-- DOCUMENT EXTRACT --
____

And don’t even get me started about how the military lied about Pat Tillman’s death, tarnishing the legacy of a brave soldier inspired by service and idealism.

People with integrity who try to tell us the truth about America’s wars, like Chelsea Manning and Daniel Hale, end up in jail. The liars and the ones who always get it wrong end up being richly rewarded and often promoted to the highest levels.

This has to end, or America itself will come to an end. And it’s so frustrating because, again, I’ve been writing about this, off and on, for forty years, and steadily over the last 15 years. But nothing I say or write, or other critics like Andrew Bacevich and William Hartung say or write, makes any difference, so it seems, as the MICC continues to become the giant war robot that rules America.

____

-- GIVEN PROBLEM 1 --
List every person the passage on America's wars mentions by name.
-- GIVEN PROBLEM 2 --
Reproduce the lines of the records starting at the line that contains "tagged: green car" and ending at the line that contains "top-left (80, 67), bottom-right (327, 252)", both included.

____

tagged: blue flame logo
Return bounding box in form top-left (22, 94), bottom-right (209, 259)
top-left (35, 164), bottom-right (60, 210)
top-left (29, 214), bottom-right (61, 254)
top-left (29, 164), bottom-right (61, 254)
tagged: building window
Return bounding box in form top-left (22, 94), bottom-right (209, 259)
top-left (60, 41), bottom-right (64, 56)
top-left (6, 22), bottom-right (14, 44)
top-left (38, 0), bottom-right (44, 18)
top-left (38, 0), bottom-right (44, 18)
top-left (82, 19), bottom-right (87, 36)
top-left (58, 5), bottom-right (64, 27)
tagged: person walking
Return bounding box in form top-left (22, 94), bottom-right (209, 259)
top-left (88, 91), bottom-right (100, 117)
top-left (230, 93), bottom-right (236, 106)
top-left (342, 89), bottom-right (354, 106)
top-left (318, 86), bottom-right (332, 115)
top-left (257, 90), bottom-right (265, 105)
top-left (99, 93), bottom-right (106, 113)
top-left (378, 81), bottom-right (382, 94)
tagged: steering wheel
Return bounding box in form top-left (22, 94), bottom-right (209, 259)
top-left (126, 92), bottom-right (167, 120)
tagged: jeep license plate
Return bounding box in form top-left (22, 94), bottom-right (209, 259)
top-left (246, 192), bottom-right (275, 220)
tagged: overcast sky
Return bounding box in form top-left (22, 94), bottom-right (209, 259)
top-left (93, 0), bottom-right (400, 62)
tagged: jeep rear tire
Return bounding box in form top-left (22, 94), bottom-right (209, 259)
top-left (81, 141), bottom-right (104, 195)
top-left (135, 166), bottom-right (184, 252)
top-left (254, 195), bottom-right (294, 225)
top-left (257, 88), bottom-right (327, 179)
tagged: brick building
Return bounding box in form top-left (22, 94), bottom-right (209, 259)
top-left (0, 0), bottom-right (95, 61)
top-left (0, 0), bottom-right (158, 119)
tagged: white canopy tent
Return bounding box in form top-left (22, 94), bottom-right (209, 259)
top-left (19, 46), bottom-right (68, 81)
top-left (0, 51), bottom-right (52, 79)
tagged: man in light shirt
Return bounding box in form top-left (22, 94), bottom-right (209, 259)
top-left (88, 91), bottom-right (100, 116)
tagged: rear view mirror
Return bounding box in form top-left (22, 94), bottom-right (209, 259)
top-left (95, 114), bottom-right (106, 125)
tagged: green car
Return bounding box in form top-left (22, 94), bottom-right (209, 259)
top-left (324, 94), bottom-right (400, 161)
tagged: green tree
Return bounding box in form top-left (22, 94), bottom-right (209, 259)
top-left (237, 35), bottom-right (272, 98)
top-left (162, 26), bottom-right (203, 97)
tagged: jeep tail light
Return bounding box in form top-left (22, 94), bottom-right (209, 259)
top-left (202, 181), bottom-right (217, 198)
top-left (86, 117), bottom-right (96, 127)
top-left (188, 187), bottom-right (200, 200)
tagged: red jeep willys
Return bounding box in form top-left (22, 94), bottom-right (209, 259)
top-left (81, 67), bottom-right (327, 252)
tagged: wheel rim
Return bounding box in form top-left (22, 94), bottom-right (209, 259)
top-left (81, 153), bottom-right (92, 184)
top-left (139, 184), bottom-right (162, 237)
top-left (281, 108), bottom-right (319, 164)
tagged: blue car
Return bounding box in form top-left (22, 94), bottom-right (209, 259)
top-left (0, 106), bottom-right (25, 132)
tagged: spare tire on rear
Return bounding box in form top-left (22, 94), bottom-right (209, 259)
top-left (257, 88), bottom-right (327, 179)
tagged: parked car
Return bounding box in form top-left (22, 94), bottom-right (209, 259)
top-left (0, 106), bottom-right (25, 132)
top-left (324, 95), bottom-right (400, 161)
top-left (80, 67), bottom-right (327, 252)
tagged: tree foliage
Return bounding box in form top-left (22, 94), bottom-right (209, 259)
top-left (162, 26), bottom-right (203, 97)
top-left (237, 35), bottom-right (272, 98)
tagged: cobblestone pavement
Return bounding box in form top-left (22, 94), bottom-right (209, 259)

____

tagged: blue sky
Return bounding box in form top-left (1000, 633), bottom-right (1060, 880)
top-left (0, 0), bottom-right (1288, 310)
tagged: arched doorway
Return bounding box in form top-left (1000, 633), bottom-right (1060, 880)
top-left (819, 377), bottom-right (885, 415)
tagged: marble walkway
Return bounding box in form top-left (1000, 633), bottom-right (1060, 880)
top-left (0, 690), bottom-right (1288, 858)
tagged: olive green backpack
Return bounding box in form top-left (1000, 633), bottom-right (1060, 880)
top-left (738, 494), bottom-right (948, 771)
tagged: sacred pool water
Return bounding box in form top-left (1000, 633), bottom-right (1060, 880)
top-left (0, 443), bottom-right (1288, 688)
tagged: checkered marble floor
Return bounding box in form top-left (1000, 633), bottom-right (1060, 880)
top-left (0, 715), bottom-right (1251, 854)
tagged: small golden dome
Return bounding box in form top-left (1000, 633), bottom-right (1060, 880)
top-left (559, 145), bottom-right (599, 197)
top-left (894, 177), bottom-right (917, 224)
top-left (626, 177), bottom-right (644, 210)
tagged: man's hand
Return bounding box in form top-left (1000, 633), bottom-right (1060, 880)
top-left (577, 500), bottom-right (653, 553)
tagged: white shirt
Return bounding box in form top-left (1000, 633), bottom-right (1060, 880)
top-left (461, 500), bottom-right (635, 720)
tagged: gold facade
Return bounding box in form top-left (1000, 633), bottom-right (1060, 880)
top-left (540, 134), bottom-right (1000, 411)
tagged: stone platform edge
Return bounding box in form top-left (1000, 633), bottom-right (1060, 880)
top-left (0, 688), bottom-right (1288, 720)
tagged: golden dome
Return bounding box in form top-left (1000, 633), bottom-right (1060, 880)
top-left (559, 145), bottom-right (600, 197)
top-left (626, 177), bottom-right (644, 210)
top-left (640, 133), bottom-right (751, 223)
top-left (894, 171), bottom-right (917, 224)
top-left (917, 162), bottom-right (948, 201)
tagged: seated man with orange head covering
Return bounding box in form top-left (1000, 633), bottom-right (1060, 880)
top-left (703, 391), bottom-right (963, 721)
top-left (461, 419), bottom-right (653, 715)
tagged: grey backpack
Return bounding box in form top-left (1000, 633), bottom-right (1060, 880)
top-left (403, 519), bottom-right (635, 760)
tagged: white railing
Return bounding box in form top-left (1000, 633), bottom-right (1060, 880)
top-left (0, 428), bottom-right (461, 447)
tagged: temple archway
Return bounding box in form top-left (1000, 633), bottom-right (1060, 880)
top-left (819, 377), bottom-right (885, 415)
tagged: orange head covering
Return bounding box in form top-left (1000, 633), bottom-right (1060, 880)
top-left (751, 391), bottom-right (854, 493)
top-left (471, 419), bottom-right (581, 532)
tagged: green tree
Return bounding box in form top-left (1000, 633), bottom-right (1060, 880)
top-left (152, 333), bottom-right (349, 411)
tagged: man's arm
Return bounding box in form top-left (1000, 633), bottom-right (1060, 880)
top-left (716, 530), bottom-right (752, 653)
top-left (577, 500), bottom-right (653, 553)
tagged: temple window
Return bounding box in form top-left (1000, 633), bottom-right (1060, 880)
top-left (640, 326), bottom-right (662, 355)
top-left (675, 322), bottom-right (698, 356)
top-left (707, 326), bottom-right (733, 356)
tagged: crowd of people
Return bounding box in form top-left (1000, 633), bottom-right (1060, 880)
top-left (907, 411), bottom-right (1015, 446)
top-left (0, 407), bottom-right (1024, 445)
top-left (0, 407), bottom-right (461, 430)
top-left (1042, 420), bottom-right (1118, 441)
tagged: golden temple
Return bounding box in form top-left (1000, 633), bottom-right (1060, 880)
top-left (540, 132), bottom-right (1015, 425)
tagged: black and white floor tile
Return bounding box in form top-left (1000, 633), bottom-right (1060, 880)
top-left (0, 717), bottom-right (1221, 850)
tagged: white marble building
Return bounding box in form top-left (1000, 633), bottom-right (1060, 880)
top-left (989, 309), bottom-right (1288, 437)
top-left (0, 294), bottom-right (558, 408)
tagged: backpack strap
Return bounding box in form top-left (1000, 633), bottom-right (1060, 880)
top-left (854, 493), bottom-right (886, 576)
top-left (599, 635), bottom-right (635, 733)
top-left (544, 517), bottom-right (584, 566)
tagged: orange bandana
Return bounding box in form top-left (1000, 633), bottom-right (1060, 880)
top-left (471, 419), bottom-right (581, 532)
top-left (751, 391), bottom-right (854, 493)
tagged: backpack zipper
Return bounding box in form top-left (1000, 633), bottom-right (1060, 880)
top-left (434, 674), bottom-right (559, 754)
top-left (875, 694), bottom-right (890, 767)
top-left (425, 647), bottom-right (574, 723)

____

-- CORRECT RESULT 1 --
Pat Tillman, Chelsea Manning, Daniel Hale, Andrew Bacevich, William Hartung

-- CORRECT RESULT 2 --
tagged: green car
Return bounding box in form top-left (22, 94), bottom-right (209, 259)
top-left (324, 94), bottom-right (400, 161)
tagged: green tree
Return bounding box in form top-left (22, 94), bottom-right (209, 259)
top-left (237, 35), bottom-right (272, 98)
top-left (162, 26), bottom-right (203, 97)
tagged: jeep tail light
Return bounding box in form top-left (22, 94), bottom-right (209, 259)
top-left (202, 181), bottom-right (217, 198)
top-left (86, 117), bottom-right (96, 127)
top-left (188, 187), bottom-right (200, 200)
tagged: red jeep willys
Return bounding box in form top-left (22, 94), bottom-right (209, 259)
top-left (81, 67), bottom-right (327, 252)
tagged: wheel rim
Return bounding box in form top-left (22, 94), bottom-right (209, 259)
top-left (81, 153), bottom-right (92, 184)
top-left (139, 184), bottom-right (162, 237)
top-left (281, 108), bottom-right (319, 164)
tagged: blue car
Return bounding box in form top-left (22, 94), bottom-right (209, 259)
top-left (0, 106), bottom-right (25, 132)
tagged: spare tire on rear
Return bounding box in form top-left (22, 94), bottom-right (209, 259)
top-left (257, 88), bottom-right (327, 179)
tagged: parked car
Return bounding box in form top-left (22, 94), bottom-right (209, 259)
top-left (0, 106), bottom-right (25, 132)
top-left (324, 95), bottom-right (400, 161)
top-left (80, 67), bottom-right (327, 252)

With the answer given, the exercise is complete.